» **What you are asked to do**:
All entries need to be written out verbatim, with pictures omitted.

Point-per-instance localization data

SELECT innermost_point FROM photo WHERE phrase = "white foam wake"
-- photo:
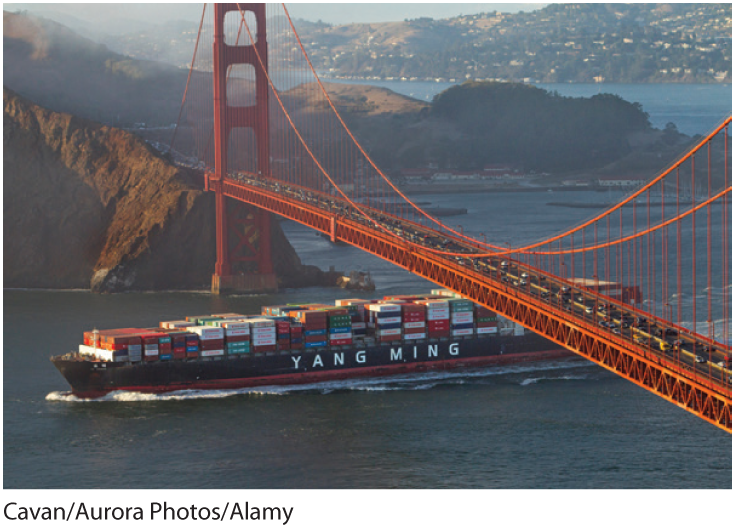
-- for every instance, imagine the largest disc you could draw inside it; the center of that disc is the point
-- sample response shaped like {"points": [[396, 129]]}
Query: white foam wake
{"points": [[420, 381]]}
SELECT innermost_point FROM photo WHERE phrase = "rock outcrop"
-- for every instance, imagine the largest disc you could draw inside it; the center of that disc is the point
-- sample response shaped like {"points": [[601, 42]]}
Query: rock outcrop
{"points": [[91, 206]]}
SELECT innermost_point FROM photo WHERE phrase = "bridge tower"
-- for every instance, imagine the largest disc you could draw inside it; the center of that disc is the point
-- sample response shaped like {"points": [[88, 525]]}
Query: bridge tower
{"points": [[244, 261]]}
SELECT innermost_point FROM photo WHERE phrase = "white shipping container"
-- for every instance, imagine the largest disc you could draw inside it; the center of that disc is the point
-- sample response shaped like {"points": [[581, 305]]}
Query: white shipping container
{"points": [[387, 320], [435, 304], [235, 325], [237, 332], [207, 332], [384, 308], [462, 317], [261, 322], [175, 324], [350, 302]]}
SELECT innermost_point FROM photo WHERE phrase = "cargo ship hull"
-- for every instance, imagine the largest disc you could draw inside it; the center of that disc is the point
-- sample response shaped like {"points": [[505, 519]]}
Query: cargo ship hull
{"points": [[92, 379]]}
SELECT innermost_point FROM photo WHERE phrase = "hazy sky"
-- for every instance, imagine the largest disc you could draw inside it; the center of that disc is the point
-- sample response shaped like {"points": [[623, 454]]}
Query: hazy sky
{"points": [[334, 13]]}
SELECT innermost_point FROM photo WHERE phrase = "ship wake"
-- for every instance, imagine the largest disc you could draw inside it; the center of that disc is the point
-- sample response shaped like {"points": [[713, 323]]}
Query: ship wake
{"points": [[401, 382]]}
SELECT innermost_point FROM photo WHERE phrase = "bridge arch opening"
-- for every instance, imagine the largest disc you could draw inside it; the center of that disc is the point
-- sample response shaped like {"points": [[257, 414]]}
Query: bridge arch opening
{"points": [[236, 33]]}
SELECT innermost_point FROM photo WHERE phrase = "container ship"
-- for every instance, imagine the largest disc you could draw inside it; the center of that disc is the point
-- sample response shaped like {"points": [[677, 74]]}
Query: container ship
{"points": [[296, 344]]}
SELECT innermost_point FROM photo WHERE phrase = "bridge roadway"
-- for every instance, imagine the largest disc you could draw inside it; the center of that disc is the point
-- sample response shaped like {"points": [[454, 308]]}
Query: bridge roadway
{"points": [[671, 361]]}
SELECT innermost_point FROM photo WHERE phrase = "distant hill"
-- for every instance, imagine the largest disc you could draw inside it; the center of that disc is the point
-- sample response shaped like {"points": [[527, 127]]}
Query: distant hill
{"points": [[58, 69], [87, 205], [612, 43]]}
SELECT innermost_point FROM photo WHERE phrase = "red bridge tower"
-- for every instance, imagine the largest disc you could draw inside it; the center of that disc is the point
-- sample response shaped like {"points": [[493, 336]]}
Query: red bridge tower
{"points": [[243, 237]]}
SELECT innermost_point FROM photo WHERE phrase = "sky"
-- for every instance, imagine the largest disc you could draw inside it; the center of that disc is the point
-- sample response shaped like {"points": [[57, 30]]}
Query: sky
{"points": [[333, 13]]}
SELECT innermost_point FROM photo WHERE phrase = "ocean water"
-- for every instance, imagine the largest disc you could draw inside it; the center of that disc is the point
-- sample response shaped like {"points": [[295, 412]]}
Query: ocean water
{"points": [[558, 424], [561, 424]]}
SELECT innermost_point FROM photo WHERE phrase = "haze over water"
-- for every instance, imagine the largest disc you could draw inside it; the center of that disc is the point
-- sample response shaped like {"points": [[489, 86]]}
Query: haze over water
{"points": [[562, 424]]}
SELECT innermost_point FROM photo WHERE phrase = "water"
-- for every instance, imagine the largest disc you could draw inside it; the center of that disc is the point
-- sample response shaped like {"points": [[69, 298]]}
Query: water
{"points": [[561, 424], [693, 108]]}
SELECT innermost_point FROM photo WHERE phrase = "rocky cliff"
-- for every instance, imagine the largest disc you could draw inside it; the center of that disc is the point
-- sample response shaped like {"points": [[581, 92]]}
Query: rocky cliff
{"points": [[87, 205]]}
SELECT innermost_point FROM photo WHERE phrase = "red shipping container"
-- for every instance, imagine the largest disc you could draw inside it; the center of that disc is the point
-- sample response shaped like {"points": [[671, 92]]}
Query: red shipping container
{"points": [[237, 339]]}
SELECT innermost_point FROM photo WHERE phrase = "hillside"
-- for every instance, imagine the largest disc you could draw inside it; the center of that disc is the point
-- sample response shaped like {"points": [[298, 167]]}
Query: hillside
{"points": [[611, 43], [86, 205], [60, 70]]}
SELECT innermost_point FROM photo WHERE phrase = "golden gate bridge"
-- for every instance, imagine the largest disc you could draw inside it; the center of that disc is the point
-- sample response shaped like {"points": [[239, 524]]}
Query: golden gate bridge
{"points": [[642, 289]]}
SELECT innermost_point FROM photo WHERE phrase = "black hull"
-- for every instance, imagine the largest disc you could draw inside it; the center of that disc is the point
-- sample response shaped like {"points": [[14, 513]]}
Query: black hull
{"points": [[91, 379]]}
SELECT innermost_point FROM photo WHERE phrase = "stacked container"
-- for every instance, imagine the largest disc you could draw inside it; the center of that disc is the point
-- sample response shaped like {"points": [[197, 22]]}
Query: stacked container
{"points": [[192, 345], [150, 346], [178, 344], [296, 332], [315, 327], [486, 321], [283, 334], [414, 321], [211, 340], [263, 334], [165, 349], [437, 318], [237, 337], [172, 325], [462, 316], [387, 321], [339, 323]]}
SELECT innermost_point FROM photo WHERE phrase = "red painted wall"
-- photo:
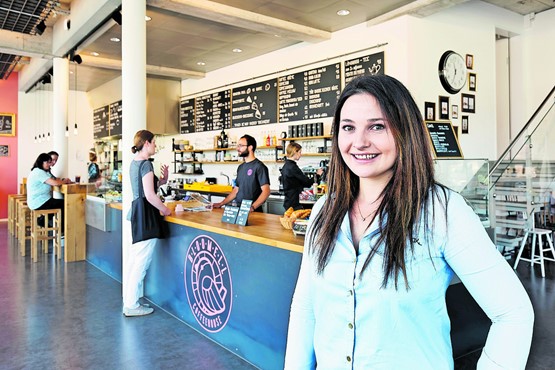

» **Answer to the problem**:
SELECT innermost_point FROM photo WHERE phrase = "white foam wake"
-- photo:
-- for every instance, imagine the largest disc you could draw inside it; the center of that disc is the point
-- sample response shaped like {"points": [[396, 129]]}
Query: white foam wake
{"points": [[420, 381]]}
SELECT innermost_point FROM photo WHERE phrase = "rock outcrop"
-- for every instance, imagine the largest disc you could draw inside it; the center of that disc is the point
-- sample response shaped like {"points": [[601, 42]]}
Query: rock outcrop
{"points": [[91, 206]]}
SELECT innermost_point FROM photo WHERE phrase = "bridge tower"
-- for every instance, imagine the largest disc you could draw inside it; the center of that disc is the point
-- sample response shaped like {"points": [[88, 525]]}
Query: bridge tower
{"points": [[244, 261]]}
SELECT innermost_point FROM photo WHERE phrase = "white shipping container"
-- for every instance, imagine the largest disc you could draw inside it; the center of that disc is the point
-- sample response shaped like {"points": [[581, 305]]}
Query: white shipping container
{"points": [[387, 320], [435, 304], [235, 325], [237, 332], [207, 332], [384, 308], [462, 317], [261, 322], [175, 324], [350, 302]]}
SELECT innermost_point FROM photo WHERE phrase = "cargo ship hull"
-- for every instance, imagine the largest disc you could draw inside it; the center of that disc is the point
-- sample response shaped like {"points": [[505, 519]]}
Query: cargo ship hull
{"points": [[92, 379]]}
SELECT innermost_point FROM photo WHERE phrase = "hazy sky"
-- for every instance, imagine the largest disc you could draw inside it; the center of that disc is the point
-- sample response shaped like {"points": [[623, 454]]}
Query: hazy sky
{"points": [[334, 13]]}
SELECT innermost_point FROM photo WHERE phrase = "ship wake"
-- for every instance, imagine the largest disc you could draw inside it; the center of that disc is the point
-- sample response shaped like {"points": [[713, 323]]}
Query: ship wake
{"points": [[401, 382]]}
SELECT innermost_point FROM photo WHERE phrase = "bridge arch opening"
-- for every instance, imagine the largest disc you could draw inside it; the center of that disc is the point
-- sample response shaped like {"points": [[257, 414]]}
Query: bridge arch opening
{"points": [[236, 33]]}
SELECT innermost_point FROM photo WHERE phrase = "container ship"
-- for every instance, imagine the largest disc you could draw inside it; the center of that disc is the point
-- sample response shaped like {"points": [[677, 74]]}
Query: container ship
{"points": [[296, 344]]}
SELECT innermost_point FROM photo WHERE phrase = "bridge roadway"
-- for every instance, imagine the largest disc you could draw inside it; the center of that disc is the point
-- sample response shaped like {"points": [[454, 308]]}
Query: bridge roadway
{"points": [[671, 361]]}
SELECT innermost_point FROM photo WHERE phrase = "distant hill"
-- for every instance, imagine the largest disc you could draw inside it; the center of that disc is the point
-- sample response shaped like {"points": [[527, 127]]}
Query: distant hill
{"points": [[58, 69], [87, 205], [612, 43]]}
SELECT innermost_point FROM photo WHERE phrase = "red bridge tower"
-- for every instance, imagine the largest disc you could draw inside it; the center of that disc is the point
-- sample response shaped like {"points": [[493, 336]]}
Query: red bridge tower
{"points": [[243, 237]]}
SELECT innermost_point FROM photo WHERE phrase = "sky"
-- for every instance, imagine the largest disc you could draw inside it; the center of that disc is the point
-- sample response shaped like {"points": [[57, 30]]}
Query: sky
{"points": [[333, 13]]}
SELECT innermost_point FROM photo WHERE phrase = "ocean water"
-- for every instance, imagine the largest disc you could draw inside it; the center of that disc is the point
-- sample response shaped like {"points": [[295, 412]]}
Query: ocean water
{"points": [[558, 424], [561, 424]]}
SELECT innermost_point FROM photo WHERE phrase = "haze over water"
-- for every instance, imagine the largest disc you could draw inside it; the center of that disc is the point
-- sample response shaped like {"points": [[489, 86]]}
Query: haze over water
{"points": [[562, 424]]}
SELECT innermost_point FROM photo WHERE phrase = "water"
-- for every instance, imagine the largest disc you could draw inside it; the center of that disc is the point
-- sample response shaped like {"points": [[69, 298]]}
Query: water
{"points": [[561, 424], [693, 108]]}
SELECT innermost_point FROM photo WHERE phrase = "rocky cliff"
-- for every instance, imagine the largest disc you could draw inside it; the center of that disc is the point
-- sample response shaped like {"points": [[581, 92]]}
Query: rocky cliff
{"points": [[87, 205]]}
SELECT innermost_point FROM photo WHERE phrase = "red shipping container"
-- for every instance, imagine the largest disc you could draw inside it; the center of that disc is the point
-- sample response shaped like {"points": [[671, 92]]}
Query: red shipping container
{"points": [[237, 339]]}
SELECT innermost_point FROM photo WHERE phrase = "hillside"
-- for every instance, imagine the largest disc you could draw inside it; the center of that disc is the point
-- sample response shaped like {"points": [[298, 167]]}
Query: hillside
{"points": [[611, 43], [86, 205], [60, 70]]}
SELECT innermost_point FROM photo WHERE phrase = "golden gate bridge"
-- for every instance, imagine the largest disc you could draw inside it; the center of that disc is the point
-- sample response shaped like {"points": [[239, 524]]}
Query: golden gate bridge
{"points": [[642, 289]]}
SELECT innermost_point FROM photo WHERE phrase = "black hull"
-- for every instance, imagine the largest disc you could draw inside it; the center of that disc is the point
-- sample response shaped like {"points": [[14, 513]]}
Query: black hull
{"points": [[91, 379]]}
SELECT innermost_point FROM photo WHERE phrase = "stacked container"
-- for every instance, imagine the largest disc you could draw inside it; the center of that disc is the point
-- sample response shaped like {"points": [[197, 22]]}
Query: stacked container
{"points": [[192, 345], [150, 346], [178, 344], [296, 332], [315, 327], [486, 321], [283, 334], [414, 321], [211, 340], [263, 334], [165, 349], [437, 318], [237, 337], [172, 325], [462, 316], [387, 321], [339, 323]]}
SELECT innermost_point FROM photo WHERE phrase = "red painted wall"
-- photo:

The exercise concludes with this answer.